Copy each line below that contains the string "herb". Case counts.

[begin Records supplied]

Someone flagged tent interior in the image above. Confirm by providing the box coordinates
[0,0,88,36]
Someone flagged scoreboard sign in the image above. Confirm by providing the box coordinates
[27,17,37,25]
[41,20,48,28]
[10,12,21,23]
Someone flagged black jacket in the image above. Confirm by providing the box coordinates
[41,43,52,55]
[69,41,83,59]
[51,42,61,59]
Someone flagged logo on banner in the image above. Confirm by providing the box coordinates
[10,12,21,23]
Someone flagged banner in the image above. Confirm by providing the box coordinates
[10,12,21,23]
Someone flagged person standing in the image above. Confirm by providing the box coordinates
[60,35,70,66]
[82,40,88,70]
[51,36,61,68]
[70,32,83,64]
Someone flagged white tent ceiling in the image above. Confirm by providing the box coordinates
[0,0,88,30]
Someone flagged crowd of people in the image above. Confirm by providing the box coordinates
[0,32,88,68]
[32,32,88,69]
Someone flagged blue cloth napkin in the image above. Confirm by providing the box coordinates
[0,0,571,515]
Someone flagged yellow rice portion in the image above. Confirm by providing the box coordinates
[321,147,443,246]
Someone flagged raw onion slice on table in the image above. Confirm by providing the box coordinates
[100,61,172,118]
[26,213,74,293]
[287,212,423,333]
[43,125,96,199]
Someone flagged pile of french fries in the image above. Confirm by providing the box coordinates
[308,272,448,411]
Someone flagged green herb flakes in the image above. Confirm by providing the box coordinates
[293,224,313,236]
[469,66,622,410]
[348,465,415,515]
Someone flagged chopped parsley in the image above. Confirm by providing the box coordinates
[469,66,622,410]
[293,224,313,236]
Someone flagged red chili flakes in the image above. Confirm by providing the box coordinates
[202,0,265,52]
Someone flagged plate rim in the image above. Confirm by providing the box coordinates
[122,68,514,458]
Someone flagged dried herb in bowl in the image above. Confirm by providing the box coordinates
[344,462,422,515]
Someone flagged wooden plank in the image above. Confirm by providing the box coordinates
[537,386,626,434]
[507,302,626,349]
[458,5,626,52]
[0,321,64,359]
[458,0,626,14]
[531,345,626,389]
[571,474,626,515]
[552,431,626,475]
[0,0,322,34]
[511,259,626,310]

[end Records supplied]

▶ **Final result**:
Someone flagged green herb flakes in the image above. Confirm by providing the box coordinates
Someone flagged dried herb in bowl in the image above. Confirm by providing the box coordinates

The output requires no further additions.